Erick Davila has spent nine years on death row after used a laser-sighted semi-automatic rifle to spray bullets at about 20 people — more than a dozen of them children — in apparent retaliation for an attack by one of the people attending the party.

Annette Stevenson, 48, and her granddaughter, Queshawn Stevenson, were killed in the 6 April 2008 attack and four others were wounded, including the girl celebrating her ninth birthday.

​Davila is due to be executed by lethal injection, but lawyers in Fort Worth have asked the US Supreme Court for a stay of execution.

If the execution goes ahead, Davila, 31, would be the fifth Texas inmate executed this year, and the ninth in the US.

Queshawn Stevenson’s sister, then aged 11, testified she saw a man inside a dark car holding a gun with “a red dot” and a short time later saw him standing next door and shooting. Davila was caught the next day after a brief police chase.
________________________
> **AIM 1**: Reproduce the part of the article on Erick Davila's execution that opens with the words containing "Annette Stevenson, 48, and" and closes with "ninth in the US.".
> **AIM 2**: Resume the article on Erick Davila's execution, picking up right after its final sentence.

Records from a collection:
________________________
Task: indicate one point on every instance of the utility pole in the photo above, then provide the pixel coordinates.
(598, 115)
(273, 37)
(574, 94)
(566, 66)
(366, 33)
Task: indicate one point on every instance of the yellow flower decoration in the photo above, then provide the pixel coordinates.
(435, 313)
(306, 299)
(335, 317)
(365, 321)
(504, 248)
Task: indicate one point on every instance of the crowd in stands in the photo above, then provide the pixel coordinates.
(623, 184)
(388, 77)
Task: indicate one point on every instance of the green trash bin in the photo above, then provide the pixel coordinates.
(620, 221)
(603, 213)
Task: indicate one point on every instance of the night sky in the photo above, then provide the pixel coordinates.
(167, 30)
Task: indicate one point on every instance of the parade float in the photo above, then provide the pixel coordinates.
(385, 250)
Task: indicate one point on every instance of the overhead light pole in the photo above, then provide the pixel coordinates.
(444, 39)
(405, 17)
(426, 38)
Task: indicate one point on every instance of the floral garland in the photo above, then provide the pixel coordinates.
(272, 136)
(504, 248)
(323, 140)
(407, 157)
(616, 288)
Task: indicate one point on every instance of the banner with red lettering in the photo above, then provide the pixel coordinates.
________________________
> **EXERCISE RESPONSE 1**:
Annette Stevenson, 48, and her granddaughter, Queshawn Stevenson, were killed in the 6 April 2008 attack and four others were wounded, including the girl celebrating her ninth birthday.

​Davila is due to be executed by lethal injection, but lawyers in Fort Worth have asked the US Supreme Court for a stay of execution.

If the execution goes ahead, Davila, 31, would be the fifth Texas inmate executed this year, and the ninth in the US.

> **EXERCISE RESPONSE 2**:
Lawyers for Davila argue his execution should be stopped because it was improper for his trial judge, Sharen Wilson, now the Tarrant County district attorney, to request an execution date.

They also questioned the role of a lawyer working with Ms Wilson on capital appeals cases who had represented Davila in an earlier appeal.

Prosecutors withheld information that Davila was so high on drugs during the shooting he was “likely intoxicated to the degree that it would have rendered him temporarily insane,” lawyer Seth Kretzer told the high court in a legal document. He argued the detail could have influenced jurors to decide on a lesser penalty.

State attorneys said Ms Wilson never represented Davila and state law and court rulings allow her office to represent the state’s interests in the case. Prosecutors also argued Ms Wilson prohibits assistants from participating in cases where they were defence lawyers and that the court followed the state’s capital sentencing procedure.

They said evidence shows Davila’s trial attorneys were provided notes from police investigators, that voluntary intoxication is not a defence under Texas law and that the shootings were intentional and deliberate. Katherine Hayes, an assistant Texas attorney general, told the justices Davila told detectives he went “to a shoot ‘em up". was trying to “get the guys on the porch” and never mentioned any intoxication to police.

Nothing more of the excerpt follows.